_What to work on_:
Repeat each entry in full, exactly.

_Stored data entries_:
--- START ---

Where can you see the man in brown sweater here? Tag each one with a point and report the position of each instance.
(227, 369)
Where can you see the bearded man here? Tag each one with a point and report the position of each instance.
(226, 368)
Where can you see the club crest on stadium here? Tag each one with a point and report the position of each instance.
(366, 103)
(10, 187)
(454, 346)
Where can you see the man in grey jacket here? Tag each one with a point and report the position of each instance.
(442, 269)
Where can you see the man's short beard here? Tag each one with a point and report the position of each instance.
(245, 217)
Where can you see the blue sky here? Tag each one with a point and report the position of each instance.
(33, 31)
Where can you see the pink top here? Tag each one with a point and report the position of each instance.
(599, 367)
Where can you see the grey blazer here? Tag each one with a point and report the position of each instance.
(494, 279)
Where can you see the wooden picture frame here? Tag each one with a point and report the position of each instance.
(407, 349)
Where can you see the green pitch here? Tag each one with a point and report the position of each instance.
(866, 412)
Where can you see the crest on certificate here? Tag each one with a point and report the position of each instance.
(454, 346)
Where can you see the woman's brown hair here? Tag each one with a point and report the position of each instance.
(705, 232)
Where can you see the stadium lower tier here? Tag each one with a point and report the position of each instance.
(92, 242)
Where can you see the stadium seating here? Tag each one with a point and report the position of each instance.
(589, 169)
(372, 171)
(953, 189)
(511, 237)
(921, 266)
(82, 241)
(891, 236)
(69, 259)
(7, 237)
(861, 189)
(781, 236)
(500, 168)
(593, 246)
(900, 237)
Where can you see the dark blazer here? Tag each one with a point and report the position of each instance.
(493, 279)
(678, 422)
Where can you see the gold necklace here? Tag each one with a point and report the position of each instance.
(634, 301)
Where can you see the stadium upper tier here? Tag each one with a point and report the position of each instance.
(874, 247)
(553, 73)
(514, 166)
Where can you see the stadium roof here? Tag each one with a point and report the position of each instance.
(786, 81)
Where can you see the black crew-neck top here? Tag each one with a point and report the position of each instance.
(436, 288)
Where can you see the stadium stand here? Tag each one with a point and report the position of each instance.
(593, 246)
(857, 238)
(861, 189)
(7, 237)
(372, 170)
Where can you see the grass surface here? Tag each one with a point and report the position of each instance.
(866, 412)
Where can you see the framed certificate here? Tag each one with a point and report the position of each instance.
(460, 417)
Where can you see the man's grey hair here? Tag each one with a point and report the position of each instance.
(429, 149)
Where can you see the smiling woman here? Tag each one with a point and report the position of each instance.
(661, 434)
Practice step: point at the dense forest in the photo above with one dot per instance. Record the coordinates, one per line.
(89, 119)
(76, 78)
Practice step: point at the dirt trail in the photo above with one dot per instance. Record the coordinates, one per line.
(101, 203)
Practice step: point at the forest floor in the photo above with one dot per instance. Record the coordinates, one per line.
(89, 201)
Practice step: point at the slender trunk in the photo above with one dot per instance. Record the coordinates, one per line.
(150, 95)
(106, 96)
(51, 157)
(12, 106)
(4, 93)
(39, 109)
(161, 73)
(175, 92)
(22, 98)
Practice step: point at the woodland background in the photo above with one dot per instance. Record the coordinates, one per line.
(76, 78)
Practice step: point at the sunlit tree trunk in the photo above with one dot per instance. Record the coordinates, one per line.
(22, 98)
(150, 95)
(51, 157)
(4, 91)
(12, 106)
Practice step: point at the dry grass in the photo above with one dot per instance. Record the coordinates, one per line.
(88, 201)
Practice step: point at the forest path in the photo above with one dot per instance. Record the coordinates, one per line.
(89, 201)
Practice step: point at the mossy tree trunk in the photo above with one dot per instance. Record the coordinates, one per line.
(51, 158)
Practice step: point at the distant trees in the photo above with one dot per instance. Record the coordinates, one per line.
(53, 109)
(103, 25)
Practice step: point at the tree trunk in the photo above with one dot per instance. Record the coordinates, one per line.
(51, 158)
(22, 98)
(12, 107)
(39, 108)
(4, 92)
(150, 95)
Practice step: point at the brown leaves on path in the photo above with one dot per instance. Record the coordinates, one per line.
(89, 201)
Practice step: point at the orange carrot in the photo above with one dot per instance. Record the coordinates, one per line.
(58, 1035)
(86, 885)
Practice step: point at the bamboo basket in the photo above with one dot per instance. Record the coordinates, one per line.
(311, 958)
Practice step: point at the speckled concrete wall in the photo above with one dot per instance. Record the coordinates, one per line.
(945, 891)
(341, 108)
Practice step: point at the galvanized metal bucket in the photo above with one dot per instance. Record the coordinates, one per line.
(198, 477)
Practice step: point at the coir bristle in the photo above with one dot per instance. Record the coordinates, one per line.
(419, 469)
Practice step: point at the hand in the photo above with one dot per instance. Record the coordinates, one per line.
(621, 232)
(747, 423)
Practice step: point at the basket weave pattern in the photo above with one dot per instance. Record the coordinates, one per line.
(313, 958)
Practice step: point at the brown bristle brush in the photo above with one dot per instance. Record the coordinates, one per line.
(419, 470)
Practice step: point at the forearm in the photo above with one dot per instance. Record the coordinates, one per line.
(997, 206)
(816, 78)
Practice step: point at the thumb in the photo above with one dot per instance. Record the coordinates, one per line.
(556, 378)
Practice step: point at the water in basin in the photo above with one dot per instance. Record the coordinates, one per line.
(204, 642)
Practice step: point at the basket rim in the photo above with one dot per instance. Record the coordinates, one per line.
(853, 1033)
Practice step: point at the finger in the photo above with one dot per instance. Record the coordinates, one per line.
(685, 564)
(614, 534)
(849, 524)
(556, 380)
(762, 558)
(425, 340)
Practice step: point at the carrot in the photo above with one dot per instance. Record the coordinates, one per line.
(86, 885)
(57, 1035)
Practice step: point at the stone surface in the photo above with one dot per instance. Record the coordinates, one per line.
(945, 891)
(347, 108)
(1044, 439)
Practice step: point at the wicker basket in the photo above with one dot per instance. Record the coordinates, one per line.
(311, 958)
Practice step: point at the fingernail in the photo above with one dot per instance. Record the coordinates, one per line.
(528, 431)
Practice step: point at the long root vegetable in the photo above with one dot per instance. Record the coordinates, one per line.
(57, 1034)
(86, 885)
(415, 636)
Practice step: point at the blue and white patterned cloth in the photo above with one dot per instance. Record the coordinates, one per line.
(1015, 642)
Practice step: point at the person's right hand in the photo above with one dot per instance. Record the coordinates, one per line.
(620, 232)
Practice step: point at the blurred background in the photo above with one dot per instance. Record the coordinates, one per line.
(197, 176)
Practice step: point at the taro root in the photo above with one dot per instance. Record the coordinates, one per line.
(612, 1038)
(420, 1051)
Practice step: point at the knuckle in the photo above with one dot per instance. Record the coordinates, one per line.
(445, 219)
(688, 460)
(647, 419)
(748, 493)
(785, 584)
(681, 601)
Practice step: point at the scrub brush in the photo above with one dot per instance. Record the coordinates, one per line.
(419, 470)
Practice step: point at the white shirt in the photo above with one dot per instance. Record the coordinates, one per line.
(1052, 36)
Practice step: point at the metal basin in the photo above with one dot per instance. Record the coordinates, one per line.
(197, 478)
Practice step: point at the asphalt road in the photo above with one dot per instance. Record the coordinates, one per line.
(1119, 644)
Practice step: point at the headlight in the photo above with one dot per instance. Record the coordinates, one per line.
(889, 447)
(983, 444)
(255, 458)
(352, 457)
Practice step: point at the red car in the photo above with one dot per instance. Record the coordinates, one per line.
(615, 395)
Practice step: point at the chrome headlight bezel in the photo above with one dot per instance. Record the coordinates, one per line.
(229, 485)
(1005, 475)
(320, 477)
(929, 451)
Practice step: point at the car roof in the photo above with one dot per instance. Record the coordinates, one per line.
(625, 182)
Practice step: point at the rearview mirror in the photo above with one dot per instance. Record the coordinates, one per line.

--- END ---

_Solution for this task_:
Where can you see the man in brown sweater here? Tag each one with a point and report the position of each instance.
(227, 369)
Where can you see the bearded man here? Tag each one with a point and report the position of each instance.
(226, 368)
Where can you see the club crest on stadium here? Tag each one with a point and report the position of each instance.
(366, 103)
(10, 187)
(454, 346)
Where can you see the man in grey jacket here? Tag each one with a point and report the position of each instance.
(442, 269)
Where can you see the man's short beard here? Tag each one with a point and report the position of each instance.
(245, 217)
Where can you see the blue sky here? Tag each one with a point and report the position of each instance.
(33, 31)
Where can you see the pink top here? Tag each one with a point and report the position of each instance.
(599, 367)
Where can you see the grey blazer here? Tag each one with a point and report the position of each instance.
(494, 279)
Where can you see the wooden picture frame here? Tag each one with a point and report the position of each instance.
(407, 349)
Where can you see the green pitch here? Tag each one with a point and report the position of each instance.
(866, 412)
Where can you see the crest on certificate here? Tag each one with a point and report the position of each instance.
(454, 346)
Where can you see the woman's brown hair here? Tag each one with a point and report the position of each instance.
(705, 232)
Where can you see the stadium lower tier here? Tag each one with a point and report the position of each instance.
(92, 242)
Where can you see the stadium seating here? Tag each one with a point and report the position of each instance.
(589, 169)
(372, 171)
(953, 189)
(511, 237)
(921, 266)
(82, 241)
(891, 236)
(69, 259)
(7, 237)
(861, 189)
(781, 236)
(500, 168)
(593, 246)
(900, 237)
Where can you see the dark blazer here? Tag each one with a point and report the position of each instance.
(493, 279)
(678, 422)
Where can you see the gold necklace here? Tag each one with a point and report the position of each instance.
(634, 301)
Where can you see the stadium upper tier here? Tag each one with a point and report the position of each instance.
(874, 247)
(553, 73)
(514, 166)
Where can you see the stadium roof here? Tag each one with a point and report the position of each instance.
(786, 81)
Where can you see the black crew-neck top here? Tag each one with a point and report the position of each instance.
(436, 288)
Where can you see the stadium stand here? Tag each one with a point and report the position of each instance.
(593, 246)
(857, 238)
(861, 189)
(7, 237)
(372, 170)
Where can you see the grass surface here? Tag each one with a point and report the position of each instance.
(866, 412)
Where can you see the framed certificate here? Tag each one with a point and report the position of each instance.
(460, 417)
Where can you see the man's grey hair here? Tag each one with a point and report the position of each instance.
(429, 149)
Where can you see the smiling woman here? Tag each one with a point and report the position of each instance.
(661, 434)
Practice step: point at the dense forest in the photo above with one dot per instance. Record the coordinates, one per line.
(89, 119)
(76, 78)
Practice step: point at the dirt trail in the photo above with one dot per instance. Record the coordinates, one per line.
(101, 203)
Practice step: point at the forest floor in the photo above with one dot per instance. Record the coordinates, one per line.
(89, 201)
Practice step: point at the slender trunk in the photo above with one dot per instance. Record the coordinates, one per line.
(150, 95)
(106, 96)
(51, 157)
(12, 106)
(4, 93)
(39, 109)
(161, 73)
(175, 92)
(22, 98)
Practice step: point at the woodland background in the photo above with one dot per instance. Record the coordinates, one per line.
(76, 78)
Practice step: point at the sunlit tree trunk in the photo above with one dot per instance. Record the coordinates, one per line.
(22, 98)
(150, 95)
(51, 157)
(4, 91)
(12, 106)
Practice step: point at the dry grass in the photo above with one dot per instance. Record the coordinates, one per line.
(88, 201)
Practice step: point at the forest path in the photo above with one dot per instance. Record the coordinates, one per line.
(89, 201)
Practice step: point at the mossy tree trunk in the photo above with one dot per instance. Record the coordinates, one per line.
(51, 158)
Practice step: point at the distant trees in the photo above with one dot per instance. Record the coordinates, one per line.
(53, 109)
(103, 25)
Practice step: point at the tree trunk in the photo above with one dot per instance. Record the coordinates, one per line.
(51, 158)
(22, 98)
(12, 107)
(39, 108)
(4, 92)
(150, 95)
Practice step: point at the brown leaves on path in the photo above with one dot per instance. Record the coordinates, one per line.
(89, 201)
Practice step: point at the orange carrot in the photo above with one dot per instance. Record the coordinates, one per line.
(58, 1035)
(86, 885)
Practice step: point at the bamboo basket in the photo above with one dot per instance. Record the coordinates, one per line.
(311, 958)
Practice step: point at the speckled concrete wall in the photo above with one dot per instance. Record the coordinates, one per line.
(945, 891)
(341, 108)
Practice step: point at the galvanized metal bucket in the photo above with one dot per instance. Record the coordinates, one per line.
(198, 477)
Practice step: point at the coir bristle in the photo above with one dot per instance. Record the coordinates, one per line.
(419, 469)
Practice step: point at the hand in the photo above with one dot per instance. Record the coordinates, one per line.
(621, 232)
(747, 423)
Practice step: point at the basket weave pattern in the photo above with one dot per instance. Record the coordinates, one per line.
(313, 958)
Practice step: point at the brown bristle brush in the photo above with one dot per instance. Record the coordinates, one per line.
(419, 470)
Practice step: point at the forearm in the photo above with one dot per instance. Record the coordinates, one per line.
(997, 206)
(816, 78)
Practice step: point at the thumb in the photo above with one dot per instance. Record the coordinates, one per line.
(556, 378)
Practice step: point at the water in basin in the photo above with one dot per instance. Record the coordinates, one per line.
(204, 642)
Practice step: point at the basket rim in the photo above with one dot per instance. Record the coordinates, one per line.
(853, 1033)
Practice step: point at the finger in the photo above with one dot per instance. Record the coordinates, one per line.
(685, 564)
(614, 534)
(849, 524)
(556, 380)
(762, 558)
(425, 340)
Practice step: point at the carrot in the photo above with one dot per instance. Record the coordinates, one per line.
(86, 885)
(57, 1035)
Practice step: point at the stone surface in the photo above with one dot per instance. Record the coordinates, one per line.
(945, 891)
(347, 108)
(1044, 439)
Practice step: point at the wicker basket in the photo above with one dot per instance. Record the coordinates, one per line.
(311, 958)
Practice step: point at the fingernail in the photo above with one dot per instance. Record the coordinates, one per line.
(528, 431)
Practice step: point at the long root vegetable in the photo above with one dot per instance. Record the coordinates, one per line.
(57, 1034)
(86, 885)
(415, 636)
Practice step: point at the blue and white patterned cloth in the photo above with one dot per instance. Record the coordinates, one per line.
(1015, 642)
Practice step: point at the person's right hand in the photo above with one dot per instance. Record the coordinates, one per line.
(620, 232)
Practice step: point at the blurred background in the photo above with one dot per instance. Record the coordinates, one per line.
(197, 176)
Practice step: point at the taro root in the photo above with one dot per instance. Record the coordinates, one per line.
(612, 1038)
(420, 1051)
Practice step: point at the knuckle in the photo above with one dot per instance. Record the coordinates, one per line.
(445, 219)
(688, 460)
(647, 419)
(748, 493)
(785, 584)
(681, 601)
Practice step: point at the scrub brush in the photo above with one dot per instance. Record the coordinates, one per line.
(419, 470)
Practice step: point at the white shirt in the photo above with one dot per instance. Record the coordinates, one per line.
(1052, 36)
Practice step: point at the metal basin in the photo above with one dot per instance. Record the coordinates, one per line.
(197, 478)
Practice step: point at the asphalt road in the photo above with one dot per instance. Record the coordinates, one per line.
(1119, 644)
Practice step: point at the headlight in the photo above with one dot per instance. Record the coordinates, one per line.
(889, 447)
(983, 444)
(255, 458)
(352, 457)
Practice step: point at the red car in the photo above with one dot per instance. Record the coordinates, one per line.
(615, 395)
Practice step: point at the chrome headlight bezel in the photo above with one dot per instance. Record the coordinates, one per line.
(229, 485)
(1005, 475)
(320, 477)
(929, 451)
Practice step: point at the car roof in the photo above with one dot per instance. Record the coordinates, one per line.
(625, 182)
Practice step: point at the rearview mirror in the photo above with one dot per instance. Record the coordinates, one per line.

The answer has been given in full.